REQUIRED WORK:
(a) In the agent framework excerpt, what is the workspace compared to?
(b) Retype the agent framework excerpt between "You render the" and "the next time.", inclusive.
(c) Please extend the agent framework excerpt from the point where it stops.

PAGE EXTRACT:
The first one is that your application is defined as a set of actions. These actions are exposed over APIs, so your frontend will use these same actions — for email, searchMail, draftMail, etc.
And these core actions the agent can use as well as tools. The agent has a bunch of built-in stuff that I'll show you.
You render the agent chat + workspace anywhere you want in your application, and then users can chat with that — or you can send messages to the agents from other parts of your app.
Because a great part of applications versus pure agents is you can have workflows and have buttons that give users guidance. But again, you don't want those buttons to just make an LLM call and just dump a result somewhere. You want them to go through an agent so you can look, modify, give feedback. It's influenced by those instruction skills and other customizations. And then if the output's not right, you can go back to the chat, tell it what it did wrong, and get it right the next time.
Of course you need some basics. The agent and the UI always need to be in sync — when the agent makes updates, the UI updates, and vice versa. That's what the framework provides.
So we have our standard chat, but we also have our workspace. The workspace is like a Claude Code or Codex workspace where you can have your instructions and skills and memories. You can add files, you can add subagents. You can really customize it. This is stored in a way where each user can customize their own experience however they want their agent to behave in your app — and at the organization level, you can set standards too. Then when you chat with the agent, it respects all of those things.

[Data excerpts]
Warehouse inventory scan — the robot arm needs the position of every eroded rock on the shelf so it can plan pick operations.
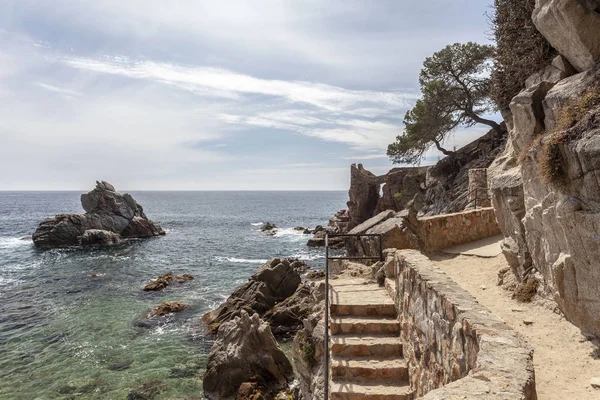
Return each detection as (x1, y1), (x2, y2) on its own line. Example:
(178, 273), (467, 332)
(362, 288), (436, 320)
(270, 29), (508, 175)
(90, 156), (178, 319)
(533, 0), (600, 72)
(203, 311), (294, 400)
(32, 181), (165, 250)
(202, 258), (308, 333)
...
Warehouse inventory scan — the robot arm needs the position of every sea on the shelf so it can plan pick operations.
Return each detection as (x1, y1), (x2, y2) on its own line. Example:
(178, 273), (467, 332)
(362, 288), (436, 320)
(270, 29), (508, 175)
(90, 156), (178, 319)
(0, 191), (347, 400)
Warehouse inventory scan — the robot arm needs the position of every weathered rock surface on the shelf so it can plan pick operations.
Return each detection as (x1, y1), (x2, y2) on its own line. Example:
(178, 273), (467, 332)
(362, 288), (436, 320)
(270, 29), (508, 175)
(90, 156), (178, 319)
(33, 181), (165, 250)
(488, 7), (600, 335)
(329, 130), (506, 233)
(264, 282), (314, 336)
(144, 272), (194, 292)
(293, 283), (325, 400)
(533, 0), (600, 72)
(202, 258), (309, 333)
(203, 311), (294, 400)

EXERCISE ANSWERS:
(a) A Claude Code or Codex workspace.

(b)
You render the agent chat + workspace anywhere you want in your application, and then users can chat with that — or you can send messages to the agents from other parts of your app.
Because a great part of applications versus pure agents is you can have workflows and have buttons that give users guidance. But again, you don't want those buttons to just make an LLM call and just dump a result somewhere. You want them to go through an agent so you can look, modify, give feedback. It's influenced by those instruction skills and other customizations. And then if the output's not right, you can go back to the chat, tell it what it did wrong, and get it right the next time.

(c)
So I can jump in and say "add a new revenue dashboard," and based on how I set it up, it might know what all those things mean and start doing the right queries and calling the right tools to do that.
And that's cool and all. We can go into full agent mode — where the agent fills the screen, and it's kind of like using a chat app entirely.
But I mentioned applications have a lot of value too, and I see people treating these things as way too either/or. I generally find most applications are better with a built-in agent, and most agents are better if they have UI capabilities. As you've seen recently in things like Cursor, Codex, and Claude Code, these tools can all generate UIs kind of — but again, they don't work like an application.
If I'm using an agent for analytics, I'll want it to save certain views as a dashboard. I want to choose who has access to the dashboard. I want it to work like an app, but I don't want to lose any of the agent affordances.
I also want buttons. And what's cool is the buttons can take prompts. When you say something like "make me a traffic and signups dashboard," when you submit, that gets delegated to the agent. You can see the agent work. It works identically to all those Claude Code and other products you're used to, but it's native to your application.
In this framework, the agent can also see what's on your screen, update what's on your screen, navigate you to other pages, and generally speaking: if the UIs can do it, the agent can do it. And if the agent can do it, the UIs can do it.
And this doesn't require any super complicated container setup or dev boxes running machines on them. You can deploy this anywhere. You can use any LLM that you want. You can use any Drizzle-compatible database or any SQL database effectively. And it's pretty easy to use — at least I think so.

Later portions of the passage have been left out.